◆ **ENTRIES SHOWN**:
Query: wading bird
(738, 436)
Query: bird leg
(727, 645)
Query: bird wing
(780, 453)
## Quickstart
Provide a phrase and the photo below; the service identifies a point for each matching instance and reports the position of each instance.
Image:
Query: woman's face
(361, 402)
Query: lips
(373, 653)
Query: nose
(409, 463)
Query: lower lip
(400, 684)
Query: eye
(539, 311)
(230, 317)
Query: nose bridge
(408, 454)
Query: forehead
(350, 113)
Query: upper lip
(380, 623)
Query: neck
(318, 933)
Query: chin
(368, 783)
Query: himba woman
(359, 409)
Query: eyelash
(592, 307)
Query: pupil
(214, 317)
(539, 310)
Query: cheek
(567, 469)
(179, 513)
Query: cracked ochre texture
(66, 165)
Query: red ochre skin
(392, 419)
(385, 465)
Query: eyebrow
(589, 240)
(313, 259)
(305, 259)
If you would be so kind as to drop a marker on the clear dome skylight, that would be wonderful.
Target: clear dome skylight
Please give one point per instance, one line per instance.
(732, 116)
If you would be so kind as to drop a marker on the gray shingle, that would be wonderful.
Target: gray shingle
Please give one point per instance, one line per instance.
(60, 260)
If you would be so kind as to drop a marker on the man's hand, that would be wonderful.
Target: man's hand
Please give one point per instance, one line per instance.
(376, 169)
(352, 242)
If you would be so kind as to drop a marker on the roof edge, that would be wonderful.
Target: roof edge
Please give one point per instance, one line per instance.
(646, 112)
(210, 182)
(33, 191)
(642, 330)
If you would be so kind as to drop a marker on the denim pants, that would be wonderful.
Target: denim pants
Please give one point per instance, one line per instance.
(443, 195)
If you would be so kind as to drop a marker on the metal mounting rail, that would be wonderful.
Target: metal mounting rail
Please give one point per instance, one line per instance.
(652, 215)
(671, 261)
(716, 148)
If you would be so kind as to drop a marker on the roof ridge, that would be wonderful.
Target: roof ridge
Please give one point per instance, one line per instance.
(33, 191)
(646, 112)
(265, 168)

◆ **PROBLEM DESCRIPTION**:
Starting at the line with "Provide a phrase", copy each line through the end of the data, both ends included, and give nothing else.

◆ **TASK SOLUTION**:
Provide a phrase and the photo below; the service identifies a point for each matching instance and reports the position of each instance.
Image:
Query: woman's face
(361, 402)
Query: lips
(373, 653)
Query: nose
(409, 463)
Query: lower lip
(400, 684)
Query: eye
(539, 311)
(230, 317)
Query: nose bridge
(408, 454)
Query: forehead
(350, 113)
Query: upper lip
(380, 623)
Query: neck
(318, 933)
Query: chin
(368, 783)
Query: himba woman
(359, 409)
Query: eyelash
(592, 307)
Query: pupil
(214, 317)
(539, 310)
Query: cheek
(567, 469)
(179, 513)
Query: cracked ochre texture
(66, 165)
Query: red ochre skin
(392, 419)
(385, 465)
Query: eyebrow
(589, 240)
(313, 259)
(305, 259)
If you would be so kind as to drop a marker on the clear dome skylight, that would be wonderful.
Target: clear dome skylight
Please give one point per instance, one line per instance.
(732, 116)
If you would be so kind as to drop a marker on the gray shingle, that would be wonderful.
Target: gray shingle
Please give one point per instance, one line per instance.
(60, 260)
If you would be so kind as to drop a marker on the man's hand, that would be wonderful.
Target: man's hand
Please give one point per instance, one line per instance.
(376, 169)
(352, 242)
If you would be so kind as to drop a marker on the roof edge, that would be wonderful.
Target: roof edge
Please give one point per instance, one line per instance.
(646, 112)
(210, 182)
(33, 191)
(642, 330)
If you would be so kind as to drop a marker on the denim pants, that would be wonderful.
Target: denim pants
Please give one point per instance, one line per instance.
(443, 195)
If you would be so kind as to drop a marker on the metal mounting rail, that would be wonderful.
Target: metal mounting rail
Please give one point per instance, one line per instance.
(652, 215)
(671, 261)
(716, 148)
If you would be so kind as to drop a marker on the roof ridge, that would be wonderful.
Target: roof ridge
Please give one point per instance, one line per instance.
(33, 191)
(646, 112)
(265, 168)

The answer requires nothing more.